▶ How to complete this task: Can you retype every record below exactly as written?

——

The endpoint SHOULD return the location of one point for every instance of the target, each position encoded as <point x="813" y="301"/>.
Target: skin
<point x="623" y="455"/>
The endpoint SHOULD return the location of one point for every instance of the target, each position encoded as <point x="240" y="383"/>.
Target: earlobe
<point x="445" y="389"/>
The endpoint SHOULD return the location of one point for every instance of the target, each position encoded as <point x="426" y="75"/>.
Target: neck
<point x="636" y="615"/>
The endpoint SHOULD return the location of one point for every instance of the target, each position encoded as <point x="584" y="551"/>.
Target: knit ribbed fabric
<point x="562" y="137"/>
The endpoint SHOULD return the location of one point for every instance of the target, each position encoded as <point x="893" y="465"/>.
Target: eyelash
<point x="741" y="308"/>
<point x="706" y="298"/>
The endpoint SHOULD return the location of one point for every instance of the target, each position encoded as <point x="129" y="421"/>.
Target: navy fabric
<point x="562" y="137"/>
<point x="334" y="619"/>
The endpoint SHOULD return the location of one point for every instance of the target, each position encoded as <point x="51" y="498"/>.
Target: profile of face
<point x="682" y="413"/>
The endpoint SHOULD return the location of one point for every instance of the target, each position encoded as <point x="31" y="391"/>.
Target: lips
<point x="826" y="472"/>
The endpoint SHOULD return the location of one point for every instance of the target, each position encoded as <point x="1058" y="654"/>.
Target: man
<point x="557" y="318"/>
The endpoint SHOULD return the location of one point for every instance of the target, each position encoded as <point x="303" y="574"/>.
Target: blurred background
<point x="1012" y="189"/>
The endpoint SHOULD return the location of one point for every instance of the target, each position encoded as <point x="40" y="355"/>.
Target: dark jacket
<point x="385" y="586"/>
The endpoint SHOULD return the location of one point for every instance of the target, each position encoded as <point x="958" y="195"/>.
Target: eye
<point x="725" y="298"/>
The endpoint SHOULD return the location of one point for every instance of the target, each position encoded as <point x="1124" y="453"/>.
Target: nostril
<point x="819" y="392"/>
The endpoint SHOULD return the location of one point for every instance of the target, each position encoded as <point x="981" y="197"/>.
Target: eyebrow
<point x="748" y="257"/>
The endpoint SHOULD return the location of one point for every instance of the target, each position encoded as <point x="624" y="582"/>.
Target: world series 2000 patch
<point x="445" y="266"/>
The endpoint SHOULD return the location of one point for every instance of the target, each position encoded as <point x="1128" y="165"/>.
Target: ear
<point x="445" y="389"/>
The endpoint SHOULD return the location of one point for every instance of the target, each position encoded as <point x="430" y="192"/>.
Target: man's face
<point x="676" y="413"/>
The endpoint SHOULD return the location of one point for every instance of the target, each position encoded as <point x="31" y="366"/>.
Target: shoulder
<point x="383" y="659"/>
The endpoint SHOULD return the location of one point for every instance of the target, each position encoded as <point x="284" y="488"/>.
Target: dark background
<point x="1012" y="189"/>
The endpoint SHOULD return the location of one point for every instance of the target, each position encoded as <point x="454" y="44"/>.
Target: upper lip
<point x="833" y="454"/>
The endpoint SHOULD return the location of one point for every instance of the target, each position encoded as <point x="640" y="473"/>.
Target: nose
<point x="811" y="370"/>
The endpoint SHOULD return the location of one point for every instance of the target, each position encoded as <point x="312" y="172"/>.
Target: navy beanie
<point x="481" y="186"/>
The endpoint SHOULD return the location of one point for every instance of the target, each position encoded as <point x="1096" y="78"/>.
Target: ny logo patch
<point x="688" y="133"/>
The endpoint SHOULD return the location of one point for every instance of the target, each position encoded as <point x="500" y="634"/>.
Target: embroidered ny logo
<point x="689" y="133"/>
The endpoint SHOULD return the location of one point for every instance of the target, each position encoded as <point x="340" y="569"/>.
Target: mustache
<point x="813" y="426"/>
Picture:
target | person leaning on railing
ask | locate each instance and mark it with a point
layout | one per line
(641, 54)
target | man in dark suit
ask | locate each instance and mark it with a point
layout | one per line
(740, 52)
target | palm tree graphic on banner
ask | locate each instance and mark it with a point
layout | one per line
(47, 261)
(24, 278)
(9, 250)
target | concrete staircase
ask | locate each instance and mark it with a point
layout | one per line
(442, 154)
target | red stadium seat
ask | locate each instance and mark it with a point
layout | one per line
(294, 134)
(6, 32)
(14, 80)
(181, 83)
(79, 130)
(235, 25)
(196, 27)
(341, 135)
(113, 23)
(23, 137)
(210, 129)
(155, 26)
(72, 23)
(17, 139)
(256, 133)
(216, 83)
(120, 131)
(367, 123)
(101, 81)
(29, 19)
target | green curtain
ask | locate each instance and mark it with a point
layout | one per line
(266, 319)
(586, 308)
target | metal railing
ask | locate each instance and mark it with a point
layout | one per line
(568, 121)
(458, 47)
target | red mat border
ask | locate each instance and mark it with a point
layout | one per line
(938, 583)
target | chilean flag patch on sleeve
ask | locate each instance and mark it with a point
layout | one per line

——

▶ Output:
The endpoint SHOULD return the location of one point for every instance of the target, each position encoded as <point x="813" y="301"/>.
Target: skin
<point x="623" y="455"/>
The endpoint SHOULD return the location of one point for every instance of the target, each position encoded as <point x="240" y="383"/>.
Target: earlobe
<point x="445" y="389"/>
The endpoint SHOULD return the location of one point for every instance of the target, each position encoded as <point x="426" y="75"/>.
Target: neck
<point x="636" y="615"/>
The endpoint SHOULD return the location of one point for every instance of the target, each position encoded as <point x="584" y="551"/>.
Target: knit ribbed fabric
<point x="562" y="137"/>
The endpoint SHOULD return the location of one point for every instance of the target, each position encoded as <point x="893" y="465"/>.
Target: eyelash
<point x="741" y="308"/>
<point x="706" y="298"/>
The endpoint SHOULD return the location of one point for every instance of the target, each position encoded as <point x="129" y="421"/>.
Target: navy fabric
<point x="562" y="137"/>
<point x="334" y="619"/>
The endpoint SHOULD return the location of one point for every instance of the target, each position encoded as <point x="51" y="498"/>.
Target: profile of face
<point x="682" y="413"/>
The endpoint SHOULD return the location of one point for every instance of the target, each position encoded as <point x="31" y="391"/>.
Target: lips
<point x="826" y="472"/>
The endpoint SHOULD return the location of one point for every instance of the target, each position encoded as <point x="1058" y="654"/>.
Target: man
<point x="557" y="318"/>
The endpoint SHOULD return the location of one point for every instance of the target, each position encoded as <point x="303" y="574"/>.
Target: blurred background
<point x="1012" y="189"/>
The endpoint SHOULD return the location of one point for every instance of the target, each position encoded as <point x="40" y="355"/>.
Target: dark jacket
<point x="385" y="586"/>
The endpoint SHOULD return the location of one point for every instance of the target, each position encoded as <point x="958" y="195"/>.
Target: eye
<point x="725" y="298"/>
The endpoint SHOULD return the location of one point for every instance of the target, each position encoded as <point x="1124" y="453"/>.
Target: nostril
<point x="819" y="392"/>
The endpoint SHOULD return the location of one point for every instance of the target, each position encoded as <point x="981" y="197"/>.
Target: eyebrow
<point x="748" y="257"/>
The endpoint SHOULD return the location of one point for every instance of the target, each position encoded as <point x="624" y="582"/>.
Target: world series 2000 patch
<point x="445" y="266"/>
The endpoint SHOULD return the location of one point for every instance of the target, each position encoded as <point x="1128" y="165"/>.
Target: ear
<point x="445" y="389"/>
The endpoint SHOULD return the location of one point for every instance of the target, each position encoded as <point x="430" y="192"/>.
Target: man's face
<point x="676" y="413"/>
The endpoint SHOULD return the location of one point for every instance of the target, each position encoded as <point x="31" y="366"/>.
Target: shoulder
<point x="383" y="659"/>
The endpoint SHOULD return the location of one point for every instance of the target, each position encoded as <point x="284" y="488"/>.
Target: dark background
<point x="1012" y="189"/>
The endpoint SHOULD return the location of one point for every instance of the target, each position encoded as <point x="454" y="44"/>.
Target: upper lip
<point x="833" y="454"/>
The endpoint SHOULD return the location of one point for every instance of the target, each position encoded as <point x="640" y="473"/>.
Target: nose
<point x="811" y="370"/>
The endpoint SHOULD return the location of one point for every instance of the target, each position encoded as <point x="312" y="172"/>.
Target: navy beanie
<point x="481" y="186"/>
The endpoint SHOULD return the location of one point for every instance of the target, each position encoded as <point x="1096" y="78"/>.
Target: ny logo patch
<point x="688" y="133"/>
The endpoint SHOULD return the location of one point for every instance of the target, each position encoded as <point x="500" y="634"/>.
Target: embroidered ny logo
<point x="689" y="133"/>
The endpoint SHOULD return the location of one point for every instance of the target, each position encoded as <point x="340" y="569"/>.
Target: mustache
<point x="813" y="426"/>
Picture:
target | person leaning on railing
ask | locate each instance and mark it with a point
layout | one per line
(641, 54)
target | man in dark suit
ask | locate each instance and mark it with a point
layout | one per line
(740, 52)
target | palm tree graphic on banner
ask | locate each instance and mark it with a point
layout | one per line
(47, 261)
(24, 278)
(9, 250)
target | concrete staircase
ask | locate each instance and mark it with a point
layout | one per line
(442, 154)
target | red stadium seat
ask | locate each instance and mark it with a point
layout | one per line
(294, 134)
(6, 32)
(14, 80)
(181, 83)
(79, 130)
(235, 25)
(196, 27)
(341, 135)
(113, 23)
(23, 137)
(210, 129)
(155, 26)
(72, 23)
(17, 139)
(256, 133)
(216, 83)
(120, 131)
(367, 123)
(101, 81)
(29, 19)
target | green curtain
ask | locate each instance and mark it with a point
layout | one per line
(266, 319)
(586, 308)
target | metal railing
ask | locate each instance and mark it with a point
layout | one per line
(568, 121)
(458, 47)
target | red mat border
ask | locate each instance and mark it with a point
layout | one per line
(938, 583)
target | chilean flag patch on sleeve
ask | locate each instance and mark it with a point
layout | one per line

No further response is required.